»»

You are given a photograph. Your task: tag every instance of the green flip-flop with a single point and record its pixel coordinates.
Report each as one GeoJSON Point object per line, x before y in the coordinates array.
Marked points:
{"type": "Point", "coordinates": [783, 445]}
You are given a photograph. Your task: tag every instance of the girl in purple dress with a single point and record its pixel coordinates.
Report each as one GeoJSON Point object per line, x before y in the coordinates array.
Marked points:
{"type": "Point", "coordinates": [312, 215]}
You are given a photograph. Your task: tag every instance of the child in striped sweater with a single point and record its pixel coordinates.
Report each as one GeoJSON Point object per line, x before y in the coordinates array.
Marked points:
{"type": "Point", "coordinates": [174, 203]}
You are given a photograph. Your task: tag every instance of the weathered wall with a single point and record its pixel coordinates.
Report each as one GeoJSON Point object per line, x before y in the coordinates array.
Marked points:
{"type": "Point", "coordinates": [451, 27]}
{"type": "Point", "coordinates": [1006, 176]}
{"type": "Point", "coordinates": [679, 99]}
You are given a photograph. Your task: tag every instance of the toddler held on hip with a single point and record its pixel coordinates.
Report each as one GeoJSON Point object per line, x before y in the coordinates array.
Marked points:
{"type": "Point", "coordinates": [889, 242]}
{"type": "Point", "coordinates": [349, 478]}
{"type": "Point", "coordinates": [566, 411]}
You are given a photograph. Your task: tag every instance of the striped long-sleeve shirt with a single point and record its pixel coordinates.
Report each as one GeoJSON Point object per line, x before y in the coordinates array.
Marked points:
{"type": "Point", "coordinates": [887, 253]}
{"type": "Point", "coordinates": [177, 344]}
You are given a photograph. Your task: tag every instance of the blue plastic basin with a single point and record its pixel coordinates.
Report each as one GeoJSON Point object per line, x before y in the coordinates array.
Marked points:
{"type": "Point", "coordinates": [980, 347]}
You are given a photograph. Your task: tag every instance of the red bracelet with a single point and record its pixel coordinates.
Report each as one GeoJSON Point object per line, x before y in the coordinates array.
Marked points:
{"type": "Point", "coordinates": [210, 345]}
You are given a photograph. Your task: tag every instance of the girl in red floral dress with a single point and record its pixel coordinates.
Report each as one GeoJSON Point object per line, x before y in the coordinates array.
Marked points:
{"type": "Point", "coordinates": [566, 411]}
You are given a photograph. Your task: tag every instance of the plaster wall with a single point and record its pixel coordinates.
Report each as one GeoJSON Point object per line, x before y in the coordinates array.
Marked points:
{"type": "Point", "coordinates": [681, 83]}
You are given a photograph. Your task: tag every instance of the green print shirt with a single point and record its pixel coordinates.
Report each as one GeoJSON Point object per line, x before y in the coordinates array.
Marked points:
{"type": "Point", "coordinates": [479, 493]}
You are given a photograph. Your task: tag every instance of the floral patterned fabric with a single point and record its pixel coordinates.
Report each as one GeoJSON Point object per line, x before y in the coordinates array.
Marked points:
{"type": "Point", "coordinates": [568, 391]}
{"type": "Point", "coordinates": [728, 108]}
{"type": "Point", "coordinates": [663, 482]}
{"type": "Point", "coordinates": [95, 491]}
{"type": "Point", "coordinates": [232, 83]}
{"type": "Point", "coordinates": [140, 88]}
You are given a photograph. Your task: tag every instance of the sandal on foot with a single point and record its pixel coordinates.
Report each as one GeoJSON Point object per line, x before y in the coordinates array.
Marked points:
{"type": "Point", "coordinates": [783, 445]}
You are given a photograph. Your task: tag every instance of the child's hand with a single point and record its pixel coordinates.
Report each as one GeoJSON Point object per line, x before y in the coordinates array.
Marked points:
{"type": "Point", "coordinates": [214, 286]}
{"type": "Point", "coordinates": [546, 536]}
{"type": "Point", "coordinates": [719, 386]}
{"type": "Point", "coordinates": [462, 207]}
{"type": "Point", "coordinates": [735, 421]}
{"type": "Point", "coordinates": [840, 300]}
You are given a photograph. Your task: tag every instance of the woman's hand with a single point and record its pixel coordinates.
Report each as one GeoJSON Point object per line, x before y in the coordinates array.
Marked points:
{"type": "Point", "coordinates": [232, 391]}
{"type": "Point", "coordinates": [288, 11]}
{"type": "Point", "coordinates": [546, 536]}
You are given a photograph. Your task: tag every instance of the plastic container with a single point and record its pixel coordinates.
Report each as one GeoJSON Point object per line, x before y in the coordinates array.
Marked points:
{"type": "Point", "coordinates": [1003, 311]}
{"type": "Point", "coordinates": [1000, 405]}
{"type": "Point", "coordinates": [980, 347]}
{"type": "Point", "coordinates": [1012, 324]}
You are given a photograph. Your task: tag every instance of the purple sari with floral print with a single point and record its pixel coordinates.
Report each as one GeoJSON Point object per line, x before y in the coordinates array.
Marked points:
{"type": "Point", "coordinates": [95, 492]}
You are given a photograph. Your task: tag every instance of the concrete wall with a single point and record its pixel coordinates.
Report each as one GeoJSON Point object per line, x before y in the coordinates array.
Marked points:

««

# TASK OBJECTIVE
Can you put every line of the entries above into a JSON list of strings, with one string per line and blank lines left out?

# EXERCISE OUTPUT
[
  "You are given a photograph. Your task: tag every instance of the green flip-flop with a single point and record its pixel coordinates.",
  "Report each as one GeoJSON Point object per line, x before y in the coordinates array.",
  "Marked points:",
  "{\"type\": \"Point\", \"coordinates\": [783, 445]}",
  "You are given a photograph. Your task: tag every instance of the girl in purple dress with a single point and record its pixel coordinates.",
  "Report each as one GeoJSON Point object per line, x before y in the coordinates array.",
  "Marked points:",
  "{\"type\": \"Point\", \"coordinates\": [312, 215]}",
  "You are given a photograph. Your task: tag every instance of the child in striped sweater with a single point and record its pixel coordinates.",
  "Report each as one GeoJSON Point object per line, x before y in the coordinates array.",
  "Marked points:",
  "{\"type\": \"Point\", \"coordinates\": [174, 203]}",
  "You are given a photograph. Your task: tag every instance of the weathered wall with a single point and record its pixel coordinates.",
  "Report each as one GeoJSON Point object per line, x before y in the coordinates array.",
  "Marked points:",
  "{\"type\": \"Point\", \"coordinates\": [451, 27]}",
  "{\"type\": \"Point\", \"coordinates\": [1006, 176]}",
  "{\"type\": \"Point\", \"coordinates\": [679, 99]}",
  "You are given a photograph. Your task: tag every instance of the toddler held on hip with a single point and record its pixel coordinates.",
  "Report each as one GeoJSON Point object per line, x before y in the coordinates array.",
  "Marked points:",
  "{\"type\": \"Point\", \"coordinates\": [889, 242]}",
  "{\"type\": \"Point\", \"coordinates\": [349, 478]}",
  "{\"type\": \"Point\", \"coordinates\": [566, 411]}",
  "You are given a photograph. Your task: tag every instance of the striped long-sleeve shirt with a single point and record its pixel coordinates.",
  "Report each as one GeoJSON Point object per line, x before y in the coordinates array.",
  "Marked points:",
  "{\"type\": \"Point\", \"coordinates\": [887, 253]}",
  "{\"type\": \"Point\", \"coordinates\": [177, 344]}",
  "You are given a photograph. Your task: tag every instance of the blue plastic basin with a single point and record its pixel coordinates.",
  "Report each as one GeoJSON Point object per line, x before y in the coordinates array.",
  "Marked points:",
  "{\"type\": \"Point\", \"coordinates\": [980, 347]}",
  "You are given a photograph. Your task: tag every instance of the red bracelet with a single point and record its pixel coordinates.",
  "Report each as one GeoJSON Point object per line, x before y in the coordinates array.",
  "Marked points:",
  "{\"type\": \"Point\", \"coordinates\": [210, 345]}",
  "You are given a photograph. Your task: tag every instance of the girl in red floral dress with a single point and record its pixel coordinates.",
  "Report each as one GeoJSON Point object per line, x before y in the coordinates array.",
  "Marked points:",
  "{\"type\": \"Point\", \"coordinates\": [566, 411]}",
  "You are given a photograph. Your task: tag every instance of the plaster wall with a single point and record its pixel coordinates.",
  "Report each as one GeoJSON Point object per line, x before y in the coordinates array.",
  "Marked points:",
  "{\"type\": \"Point\", \"coordinates\": [681, 83]}",
  "You are given a photograph. Your task: tag every instance of the green print shirt with a single point and record its pixel coordinates.",
  "Report each as one GeoJSON Point object per line, x before y in the coordinates array.",
  "Marked points:",
  "{\"type\": \"Point\", \"coordinates\": [479, 493]}",
  "You are given a photograph. Your task: tag every instance of the floral patterned fabric with a single point and record its pixel coordinates.",
  "Report each as one GeoJSON Point object per line, x before y in the coordinates array.",
  "Marked points:",
  "{\"type\": \"Point\", \"coordinates\": [568, 391]}",
  "{\"type\": \"Point\", \"coordinates\": [728, 108]}",
  "{\"type\": \"Point\", \"coordinates\": [663, 482]}",
  "{\"type\": \"Point\", \"coordinates\": [95, 491]}",
  "{\"type\": \"Point\", \"coordinates\": [232, 83]}",
  "{\"type\": \"Point\", \"coordinates\": [140, 88]}",
  "You are given a photograph. Your task: tag every instance of the sandal on foot with a single point and record its pixel coordinates.",
  "Report each as one GeoJSON Point object per line, x before y in the coordinates array.",
  "Marked points:",
  "{\"type\": \"Point\", \"coordinates\": [783, 445]}",
  "You are given a photograph. Your task: tag every instance of the child's hand with a single point and record its pixel coordinates.",
  "Report each as one GeoJSON Point object per line, x before y in the coordinates array.",
  "Marked points:",
  "{\"type\": \"Point\", \"coordinates\": [214, 286]}",
  "{\"type\": \"Point\", \"coordinates\": [546, 536]}",
  "{\"type\": \"Point\", \"coordinates\": [719, 386]}",
  "{\"type\": \"Point\", \"coordinates\": [462, 207]}",
  "{\"type\": \"Point\", \"coordinates\": [735, 421]}",
  "{\"type\": \"Point\", \"coordinates\": [840, 300]}",
  "You are given a photograph. Your task: tag every instance of the woman's hand with a single point and record its pixel coordinates.",
  "Report each as one GeoJSON Point object per line, x before y in the coordinates array.",
  "Marked points:",
  "{\"type\": \"Point\", \"coordinates\": [232, 391]}",
  "{\"type\": \"Point\", \"coordinates\": [288, 11]}",
  "{\"type\": \"Point\", \"coordinates\": [546, 536]}",
  "You are given a photograph. Your task: tag every instance of the plastic container with a single point and record its pixel coordinates.",
  "Report each as one GeoJSON Point object per line, x before y in the coordinates array.",
  "Marked points:",
  "{\"type\": \"Point\", \"coordinates\": [1003, 311]}",
  "{\"type\": \"Point\", \"coordinates\": [1000, 405]}",
  "{\"type\": \"Point\", \"coordinates\": [980, 347]}",
  "{\"type\": \"Point\", \"coordinates\": [1012, 324]}",
  "You are given a photograph. Your task: tag every instance of the purple sari with floral print with a single point and record its pixel coordinates.",
  "Report each as one GeoJSON Point object per line, x before y in the coordinates array.",
  "Marked points:",
  "{\"type\": \"Point\", \"coordinates\": [95, 492]}",
  "You are given a photograph. Your task: tag every instance of the concrete wall with a single point and record its pixel coordinates.",
  "Report each as one GeoJSON Point object per line, x before y in the coordinates array.",
  "Marked points:"
]